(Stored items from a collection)

· · ·

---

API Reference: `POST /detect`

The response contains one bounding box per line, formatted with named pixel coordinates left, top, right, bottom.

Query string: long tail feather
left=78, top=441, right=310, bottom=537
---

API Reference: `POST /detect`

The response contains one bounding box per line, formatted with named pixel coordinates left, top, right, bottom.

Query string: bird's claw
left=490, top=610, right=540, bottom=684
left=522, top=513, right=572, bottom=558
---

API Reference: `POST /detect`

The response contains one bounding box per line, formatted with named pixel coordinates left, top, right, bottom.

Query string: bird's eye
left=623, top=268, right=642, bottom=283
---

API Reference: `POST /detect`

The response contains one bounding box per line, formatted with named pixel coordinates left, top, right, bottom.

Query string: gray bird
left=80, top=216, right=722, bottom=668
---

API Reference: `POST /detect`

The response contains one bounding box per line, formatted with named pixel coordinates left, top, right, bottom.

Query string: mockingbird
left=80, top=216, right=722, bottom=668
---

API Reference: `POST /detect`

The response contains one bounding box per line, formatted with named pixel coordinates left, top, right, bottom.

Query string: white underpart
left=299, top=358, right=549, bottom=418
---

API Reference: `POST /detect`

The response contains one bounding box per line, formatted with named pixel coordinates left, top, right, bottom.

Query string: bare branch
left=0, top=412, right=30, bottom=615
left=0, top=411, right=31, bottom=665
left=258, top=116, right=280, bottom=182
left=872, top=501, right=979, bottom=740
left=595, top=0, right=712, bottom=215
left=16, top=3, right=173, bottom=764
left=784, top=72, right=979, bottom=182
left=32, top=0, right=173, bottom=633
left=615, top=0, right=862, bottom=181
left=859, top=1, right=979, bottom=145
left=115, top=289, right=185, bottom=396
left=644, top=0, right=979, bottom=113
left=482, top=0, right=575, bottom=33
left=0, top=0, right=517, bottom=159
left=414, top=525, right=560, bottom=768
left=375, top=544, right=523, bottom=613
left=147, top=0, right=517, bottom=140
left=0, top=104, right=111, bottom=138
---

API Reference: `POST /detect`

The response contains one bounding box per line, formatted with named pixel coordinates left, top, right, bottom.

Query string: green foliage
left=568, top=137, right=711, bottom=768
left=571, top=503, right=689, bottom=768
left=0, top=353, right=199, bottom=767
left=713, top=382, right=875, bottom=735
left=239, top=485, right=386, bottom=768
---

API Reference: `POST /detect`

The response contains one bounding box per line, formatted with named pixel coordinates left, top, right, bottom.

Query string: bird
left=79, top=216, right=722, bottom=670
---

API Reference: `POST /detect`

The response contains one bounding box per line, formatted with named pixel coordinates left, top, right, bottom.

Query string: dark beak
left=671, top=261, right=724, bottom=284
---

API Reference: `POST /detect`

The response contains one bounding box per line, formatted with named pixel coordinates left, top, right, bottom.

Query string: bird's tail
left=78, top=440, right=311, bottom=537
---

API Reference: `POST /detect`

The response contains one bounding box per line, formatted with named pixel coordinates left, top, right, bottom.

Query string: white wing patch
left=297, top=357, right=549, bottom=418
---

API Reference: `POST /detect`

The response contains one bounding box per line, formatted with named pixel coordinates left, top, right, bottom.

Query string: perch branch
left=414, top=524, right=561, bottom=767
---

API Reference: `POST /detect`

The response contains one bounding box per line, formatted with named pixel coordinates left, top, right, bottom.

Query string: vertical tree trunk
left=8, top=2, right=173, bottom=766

· · ·

Task description: Please copy each entry. Leave nothing out.

Solution for this problem:
---

API Reference: `POST /detect`

The response contains one bounding box per line, formatted with named pixel coordinates left, top, right, bottom.

Query string: long tail feather
left=78, top=441, right=310, bottom=537
---

API Reference: `POST /detect`

The response contains one bounding box per line, formatted with named pixel coordinates left, top, right, bottom.

Query string: bird's claw
left=490, top=610, right=540, bottom=684
left=522, top=513, right=572, bottom=558
---

API Reference: `POST /detect`

The response contains one bounding box per line, formatted with named pixel coordinates left, top, right, bottom.

Query string: bird's eye
left=623, top=268, right=642, bottom=283
---

API Reference: `POST /detect`

The response contains one bounding box per line, formatted with named pixel coordinates left, top, right, bottom.

Query string: gray bird
left=80, top=216, right=722, bottom=668
---

API Reference: `POST /detect`

The response contains one bounding box per line, formatted with named pixel coordinates left, top, right, bottom.

Query string: mockingbird
left=80, top=216, right=722, bottom=668
---

API Reference: `POST /detect`

The response contains one bounding box per line, formatted with named pixel coordinates left, top, right, bottom.

Query string: white underpart
left=299, top=358, right=549, bottom=418
---

API Reference: `POST /detect`

The response contains one bounding box per line, formatted with named pixel coordinates left, top, right, bottom.

Query string: bare branch
left=0, top=412, right=30, bottom=615
left=0, top=411, right=31, bottom=665
left=258, top=116, right=280, bottom=182
left=872, top=501, right=979, bottom=740
left=595, top=0, right=712, bottom=215
left=16, top=3, right=173, bottom=764
left=784, top=72, right=979, bottom=182
left=32, top=0, right=173, bottom=633
left=615, top=0, right=862, bottom=181
left=859, top=1, right=979, bottom=145
left=115, top=289, right=185, bottom=396
left=644, top=0, right=979, bottom=113
left=482, top=0, right=575, bottom=33
left=0, top=0, right=517, bottom=159
left=414, top=525, right=560, bottom=768
left=375, top=544, right=523, bottom=613
left=147, top=0, right=517, bottom=140
left=0, top=104, right=111, bottom=138
---

API Reference: `POST /detect`

The response contains one bounding box per line, formatted with named pixel coordinates left, top, right, bottom.

Query string: green foliage
left=568, top=137, right=711, bottom=768
left=571, top=503, right=689, bottom=768
left=0, top=353, right=199, bottom=767
left=713, top=382, right=875, bottom=735
left=239, top=485, right=386, bottom=768
---

API Reference: `POST /detect`

The response contains one bounding box per line, formatted with named pixel coordinates left, top, right, bottom.

Query string: bird
left=79, top=216, right=722, bottom=670
---

API Reference: `POST /detect`

The response contains one bounding box per line, formatted with named pixel coordinates left, top, right, bottom.

Query string: dark beak
left=671, top=261, right=724, bottom=284
---

API Reference: `POST /detect`

The response contains one bounding box per line, formatted with named pixel coordinates left, top, right, bottom.

Query string: bird's tail
left=78, top=440, right=311, bottom=537
---

API Reference: `POST /detect`

The response contains one bounding box per line, formatted with named pixel coordinates left, top, right, bottom.

Query string: white wing patch
left=297, top=357, right=549, bottom=418
---

API Reference: `POST /detect`

The response contains one bounding box per line, formatted with named pixel coordinates left, top, right, bottom.

Query string: perch branch
left=414, top=524, right=561, bottom=767
---

API Reference: `POST /detect`

The response contains one bounding box per line, formatted with named pixel coordinates left, top, right, bottom.

Query string: vertical tree trunk
left=8, top=2, right=173, bottom=766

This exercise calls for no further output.